* [What is asked] Pull out every line of the data below that contains the word "silver", and copy each one unchanged.

* [Data shown]
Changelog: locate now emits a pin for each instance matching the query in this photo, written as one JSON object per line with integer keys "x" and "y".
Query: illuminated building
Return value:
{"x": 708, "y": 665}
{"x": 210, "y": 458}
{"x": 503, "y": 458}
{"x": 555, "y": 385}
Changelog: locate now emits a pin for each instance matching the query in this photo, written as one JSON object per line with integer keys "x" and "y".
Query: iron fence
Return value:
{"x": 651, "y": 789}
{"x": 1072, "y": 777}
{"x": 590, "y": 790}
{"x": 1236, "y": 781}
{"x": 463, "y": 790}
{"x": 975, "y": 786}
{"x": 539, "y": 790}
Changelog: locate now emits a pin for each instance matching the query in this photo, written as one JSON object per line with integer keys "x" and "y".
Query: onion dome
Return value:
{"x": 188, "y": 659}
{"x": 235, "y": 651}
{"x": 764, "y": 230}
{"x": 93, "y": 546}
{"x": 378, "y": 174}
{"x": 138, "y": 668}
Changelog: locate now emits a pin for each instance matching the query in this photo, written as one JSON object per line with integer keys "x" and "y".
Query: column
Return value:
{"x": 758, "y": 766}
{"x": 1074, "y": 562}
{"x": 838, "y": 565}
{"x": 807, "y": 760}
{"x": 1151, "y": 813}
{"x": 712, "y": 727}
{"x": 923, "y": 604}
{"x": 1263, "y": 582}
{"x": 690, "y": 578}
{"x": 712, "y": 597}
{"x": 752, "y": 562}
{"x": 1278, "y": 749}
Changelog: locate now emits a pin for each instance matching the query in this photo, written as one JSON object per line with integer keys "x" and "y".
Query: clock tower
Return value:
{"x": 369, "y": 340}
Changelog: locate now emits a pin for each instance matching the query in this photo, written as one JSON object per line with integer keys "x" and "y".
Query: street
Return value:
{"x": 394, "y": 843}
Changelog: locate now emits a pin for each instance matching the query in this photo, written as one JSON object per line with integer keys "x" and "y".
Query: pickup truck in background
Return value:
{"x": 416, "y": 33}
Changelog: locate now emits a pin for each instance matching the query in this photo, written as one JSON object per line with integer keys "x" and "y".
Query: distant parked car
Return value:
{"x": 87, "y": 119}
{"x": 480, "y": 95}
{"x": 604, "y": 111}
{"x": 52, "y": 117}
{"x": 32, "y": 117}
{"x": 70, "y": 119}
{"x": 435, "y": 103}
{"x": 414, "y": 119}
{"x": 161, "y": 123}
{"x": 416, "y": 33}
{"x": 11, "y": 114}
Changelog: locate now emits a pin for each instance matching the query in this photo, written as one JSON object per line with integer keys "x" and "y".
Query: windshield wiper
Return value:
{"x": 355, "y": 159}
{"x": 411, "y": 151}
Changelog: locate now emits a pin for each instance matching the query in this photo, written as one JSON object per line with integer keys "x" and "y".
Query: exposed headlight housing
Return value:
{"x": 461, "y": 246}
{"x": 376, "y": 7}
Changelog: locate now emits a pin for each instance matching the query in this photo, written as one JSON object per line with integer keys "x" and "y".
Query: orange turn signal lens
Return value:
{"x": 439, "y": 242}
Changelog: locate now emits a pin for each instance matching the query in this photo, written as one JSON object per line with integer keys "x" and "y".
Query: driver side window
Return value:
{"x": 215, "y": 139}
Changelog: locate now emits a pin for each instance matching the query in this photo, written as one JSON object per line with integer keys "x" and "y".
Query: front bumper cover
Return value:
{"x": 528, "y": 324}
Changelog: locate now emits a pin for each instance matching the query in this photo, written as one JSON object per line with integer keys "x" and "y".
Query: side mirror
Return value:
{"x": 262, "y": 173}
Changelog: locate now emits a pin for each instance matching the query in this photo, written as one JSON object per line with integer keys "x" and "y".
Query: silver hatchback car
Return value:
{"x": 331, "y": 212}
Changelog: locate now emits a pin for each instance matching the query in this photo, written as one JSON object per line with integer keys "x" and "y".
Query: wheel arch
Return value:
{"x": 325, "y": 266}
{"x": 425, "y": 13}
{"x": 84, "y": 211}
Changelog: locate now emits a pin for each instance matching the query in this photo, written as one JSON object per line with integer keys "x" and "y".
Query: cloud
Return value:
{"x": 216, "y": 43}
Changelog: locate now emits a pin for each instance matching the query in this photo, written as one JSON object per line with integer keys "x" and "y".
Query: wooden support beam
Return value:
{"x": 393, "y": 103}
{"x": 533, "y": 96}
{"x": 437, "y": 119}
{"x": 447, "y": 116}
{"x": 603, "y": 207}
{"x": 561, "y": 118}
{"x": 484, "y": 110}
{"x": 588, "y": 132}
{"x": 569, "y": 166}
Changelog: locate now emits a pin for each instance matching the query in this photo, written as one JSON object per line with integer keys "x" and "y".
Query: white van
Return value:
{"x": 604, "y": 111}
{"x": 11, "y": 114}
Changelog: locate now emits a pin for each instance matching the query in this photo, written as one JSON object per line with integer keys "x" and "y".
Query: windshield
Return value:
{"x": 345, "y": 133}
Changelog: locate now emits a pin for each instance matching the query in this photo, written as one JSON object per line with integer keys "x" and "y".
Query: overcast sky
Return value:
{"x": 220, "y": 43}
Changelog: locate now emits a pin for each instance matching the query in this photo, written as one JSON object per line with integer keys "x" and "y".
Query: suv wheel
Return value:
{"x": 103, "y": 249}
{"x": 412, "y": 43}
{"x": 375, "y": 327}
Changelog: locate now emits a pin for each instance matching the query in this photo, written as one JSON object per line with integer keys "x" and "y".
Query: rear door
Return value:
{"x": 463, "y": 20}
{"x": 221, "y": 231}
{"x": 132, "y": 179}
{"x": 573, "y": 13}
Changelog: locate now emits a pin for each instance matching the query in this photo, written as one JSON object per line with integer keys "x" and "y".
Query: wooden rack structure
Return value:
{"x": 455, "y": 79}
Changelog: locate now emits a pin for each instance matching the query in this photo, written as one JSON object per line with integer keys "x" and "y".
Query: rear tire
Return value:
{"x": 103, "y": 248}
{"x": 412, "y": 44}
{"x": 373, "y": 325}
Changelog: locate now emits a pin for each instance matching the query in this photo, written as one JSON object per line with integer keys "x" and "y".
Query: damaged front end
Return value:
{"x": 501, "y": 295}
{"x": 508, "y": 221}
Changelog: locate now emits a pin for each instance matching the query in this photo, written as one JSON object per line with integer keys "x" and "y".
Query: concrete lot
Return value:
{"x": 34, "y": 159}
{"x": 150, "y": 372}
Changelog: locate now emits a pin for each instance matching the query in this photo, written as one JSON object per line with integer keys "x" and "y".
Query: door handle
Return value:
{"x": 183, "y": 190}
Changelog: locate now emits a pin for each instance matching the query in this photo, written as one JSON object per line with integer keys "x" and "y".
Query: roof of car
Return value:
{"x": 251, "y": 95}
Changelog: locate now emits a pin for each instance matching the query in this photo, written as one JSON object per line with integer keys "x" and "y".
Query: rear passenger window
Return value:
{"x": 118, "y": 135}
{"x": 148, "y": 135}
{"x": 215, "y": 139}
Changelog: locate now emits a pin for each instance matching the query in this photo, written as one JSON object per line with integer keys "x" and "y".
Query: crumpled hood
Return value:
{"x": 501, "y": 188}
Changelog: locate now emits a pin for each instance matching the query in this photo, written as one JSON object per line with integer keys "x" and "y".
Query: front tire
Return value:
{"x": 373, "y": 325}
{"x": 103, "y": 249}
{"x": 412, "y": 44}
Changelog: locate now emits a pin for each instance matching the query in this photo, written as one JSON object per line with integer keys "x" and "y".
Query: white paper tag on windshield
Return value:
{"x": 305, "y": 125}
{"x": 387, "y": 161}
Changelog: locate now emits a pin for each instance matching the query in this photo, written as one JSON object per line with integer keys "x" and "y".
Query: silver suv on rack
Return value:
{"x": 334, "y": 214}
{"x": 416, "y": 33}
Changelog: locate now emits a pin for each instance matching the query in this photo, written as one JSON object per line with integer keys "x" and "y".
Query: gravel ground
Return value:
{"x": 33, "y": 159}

* [Response below]
Query: silver hatchback car
Query: silver suv on rack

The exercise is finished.